_Erforderliche Handlung 1_.
Beantworten Sie anhand des Auszugs zum Leistungsaustausch bei Zahlungen aus öffentlichen Kassen folgende Fragen:
(a) Aus welchen Gründen kann eine Zahlung aus öffentlichen Kassen der allgemeinen Förderung des Zahlungsempfängers dienen?
(b) Nach welcher Vorschrift übernahm der Kläger die Verwaltungsaufgaben?
(c) Was genügt bereits zur Begründung eines steuerbaren Leistungsaustausches?
_Erforderliche Handlung 2_. Setzen Sie den Auszug zum steuerbaren Leistungsaustausch bei Zahlungen aus öffentlichen Kassen im Anschluss an seinen letzten Satz fort.

_Zu lesender Auszug_.
Bei Zahlungen aus öffentlichen Kassen kann ein Leistungsaustausch fehlen, wenn die Zahlung lediglich der Förderung der Tätigkeit des Zahlungsempfängers allgemein —aus strukturpolitischen, volkswirtschaftlichen oder allgemeinpolitischen Gründen— dient und nicht als Gegenwert für eine Leistung des Zahlungsempfängers an den Geldgeber anzusehen ist. Derartige Zahlungen erfolgen zur Förderung des leistenden Unternehmers und nicht im überwiegenden Interesse des Leistungsempfängers. Ein steuerbarer Leistungsaustausch liegt aber auch hier vor, wenn die Zahlungen zur Ausführung bestimmter in einem gegenseitigen Vertrag vereinbarter Leistungen im Interesse des Zahlenden geleistet werden (vgl. , BFHE 223, 520, BStBl II 2009, 397, unter II.; vom V R 38/06, BFH/NV 2009, 1328).
b) Danach erbrachte der Kläger im Streitfall entgeltliche Leistungen gegenüber dem Bundesamt. Der Kläger handelte nicht nur auf der Grundlage eines mit dem Bundesamt geschlossenen gegenseitigen Vertrages, sondern führte mit seinen Tätigkeiten aufgrund der Übernahme der Verwaltungsaufgaben nach § 5a Abs. 2 Nr. 1 ZDG konkrete Leistungen aus, so dass es sich nicht um Zahlungen handelte, die den Kläger nur allgemein in die Lage versetzen sollten, „seine” wirtschaftliche Tätigkeit auszuüben. Dass der Kläger nach seiner Auffassung nicht „bezahlt”, sondern nur mit den für die Aufgabendurchführung notwendigen finanziellen Mitteln ausgestattet wurde, ist unerheblich, da bereits die Gewährung von Aufwendungsersatz für die Durchführung bestimmter Leistungen zur Begründung eines steuerbaren Leistungsaustausches ausreicht.

_Bereitgestellte Daten_.
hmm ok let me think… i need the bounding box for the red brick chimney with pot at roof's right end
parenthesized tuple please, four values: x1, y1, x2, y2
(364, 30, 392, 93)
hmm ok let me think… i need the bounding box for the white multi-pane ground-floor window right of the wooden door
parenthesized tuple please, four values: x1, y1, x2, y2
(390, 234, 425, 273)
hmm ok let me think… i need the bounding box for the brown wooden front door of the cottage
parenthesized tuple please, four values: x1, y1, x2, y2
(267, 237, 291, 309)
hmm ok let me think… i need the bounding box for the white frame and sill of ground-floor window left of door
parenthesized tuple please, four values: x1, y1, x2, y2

_Endgültige Antwort 1_.
(a) Aus strukturpolitischen, volkswirtschaftlichen oder allgemeinpolitischen Gründen.
(b) Nach § 5a Abs. 2 Nr. 1 ZDG.
(c) Die Gewährung von Aufwendungsersatz für die Durchführung bestimmter Leistungen.

_Endgültige Antwort 2_.
2. Der Kläger war auch Unternehmer nach § 2 Abs. 1 UStG; die Voraussetzungen des § 2 Abs. 3 UStG lagen nicht vor. Insbesondere war der Kläger nicht als sog. Beliehener tätig, so dass der Senat über die Frage, ob Beliehene nach Art. 4 Abs. 5 der Richtlinie 77/388/EWG als Einrichtung des öffentlichen Rechts anzusehen sein können, nicht zu entscheiden hat.
a) Unternehmer ist gemäß § 2 Abs. 1 Satz 1 UStG, wer eine gewerbliche oder berufliche Tätigkeit selbständig ausübt. Nach § 2 Abs. 3 Satz 1 UStG sind juristische Personen des öffentlichen Rechts nur im Rahmen ihrer Betriebe gewerblicher Art und ihrer land- oder forstwirtschaftlichen Betriebe gewerblich oder beruflich tätig. Nach Art. 4 Abs. 1 der Richtlinie 77/388/EWG gilt als Steuerpflichtiger, wer eine der in Abs. 2 genannten wirtschaftlichen Tätigkeiten ausübt, gleichgültig zu welchem Zweck und mit welchem Ergebnis. Allerdings gelten Staaten, Länder, Gemeinden und sonstige Einrichtungen des öffentlichen Rechts nicht als Steuerpflichtige, soweit sie die Tätigkeiten ausüben oder Leistungen erbringen, die ihnen im Rahmen der öffentlichen Gewalt obliegen, auch wenn sie im Zusammenhang mit diesen Tätigkeiten oder Leistungen Zölle, Gebühren, Beiträge oder sonstige Abgaben erheben (Art. 4 Abs. 5 Unterabs. 1 der Richtlinie 77/388/EWG).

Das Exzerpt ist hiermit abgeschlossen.